> Task set:
[1] List each screen name that appears as a poster in the lathe thread, naming each one only once.
[2] Write out everything in the lathe thread from "It is a 1960's" down to "PurpLev (May 8, 2013)", word for word.

> Document text:
————————
# My new(old) lathe



## tarawa (May 8, 2013)

I was working in Miami and noticed on CL that there was a lathe for sale close to where I was staying.  I was looking for a shorter and heavier lathe than my 13" x 48" 1940's vintage Sheldon.  Since the title of the CL ad said "Torno de Metal" $1500, I figured that I would have to wing it on communicating with the seller.  Luckily for me he spoke some broken Emnglish and we struck a deal.  I had to leave it in his shop for a month and during that time, he moved to a different shop, taking my lathe with him.  He set me up with a mover and I finally got the lathe home.
It is a 1960's vintage Colchester Triumph.  15" x 30".  the motor was wired incorrectly for 220V 3 phase.  Much of the electrical interlocks were not hooked up and it was missing the half nut.  All in all, not bad for $1500 (plus $300 delivery).
I had a friend wire the motor correctly and my son and I got all the other electrical components wired, including the addition of a safety shut off switch.
My next project was to locate a half nut, which was 1 1/4" 4TPI acme thread. Finding a used one was not happening and a new one was half again the price I paid for the lathe.  I purchased a bronze acme sleeve nut and made my own.  I also purchased some other associated parts from a fellow in Canada. The lathe is now working great!
Below is my new lathe and also a picture of the halfnut that I made (still on  the bench).


----------



## PurpLev (May 8, 2013)

that is one gorgeous huge chunk-o-metal!


----------



## Old Iron (May 8, 2013)

Nice Lathe and it looks like you did a good job on the half nut.

Paul


----------



## dickr (May 8, 2013)

Those Colchesters are really nice machines and one of the niceties is the hand wheel is on the right side away from the chips flying off. You got a real prize. Hope you enjoy it !
dickr


----------



## tarawa (May 8, 2013)

Old Iron said:


> Nice Lathe and it looks like you did a good job on the half nut.
> 
> Paul



Only having a halfnut from a smaller lathe, I had to scale it up a bit.  Although the nut works flawlessly, the lever travels a bit more in the downward position than it would with a factory part.


----------



## ScubaSteve (May 8, 2013)

Wowee! Nice! Good taste in lathes.....even better taste in forum name! Welcome!


----------



## Chuck K (May 8, 2013)

Very nice!  Good job on the half-nut.


----------



## tarawa (May 8, 2013)

dickr said:


> Those Colchesters are really nice machines and one of the niceties is the hand wheel is on the right side away from the chips flying off. You got a real prize. Hope you enjoy it !
> dickr



I am just starting to really use my machines after all the years of collecting them.  It sure seems natural to have the half nut lever on the left and hand wheel on the right.  Not so on the American versions.


----------



## jmhoying (May 9, 2013)

That's a great looking machine!  I bet the tailstock is heavier than the first lathe that I owned!

Jack


----------
————————
> Information provided:
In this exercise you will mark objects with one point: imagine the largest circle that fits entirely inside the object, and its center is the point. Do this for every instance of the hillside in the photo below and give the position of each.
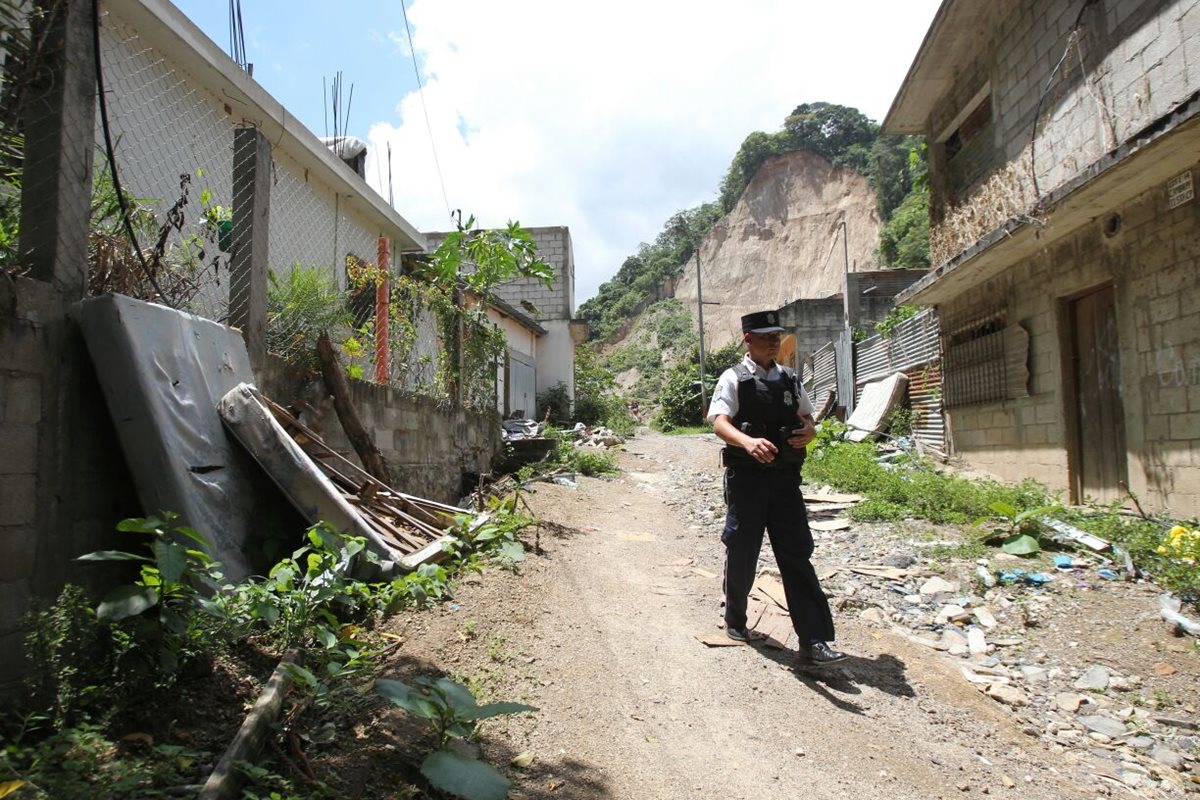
(780, 242)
————————
> Results by task:
[1] tarawa, PurpLev, Old Iron, dickr, ScubaSteve, Chuck K, jmhoying

[2]
It is a 1960's vintage Colchester Triumph.  15" x 30".  the motor was wired incorrectly for 220V 3 phase.  Much of the electrical interlocks were not hooked up and it was missing the half nut.  All in all, not bad for $1500 (plus $300 delivery).
I had a friend wire the motor correctly and my son and I got all the other electrical components wired, including the addition of a safety shut off switch.
My next project was to locate a half nut, which was 1 1/4" 4TPI acme thread. Finding a used one was not happening and a new one was half again the price I paid for the lathe.  I purchased a bronze acme sleeve nut and made my own.  I also purchased some other associated parts from a fellow in Canada. The lathe is now working great!
Below is my new lathe and also a picture of the halfnut that I made (still on  the bench).


----------



## PurpLev (May 8, 2013)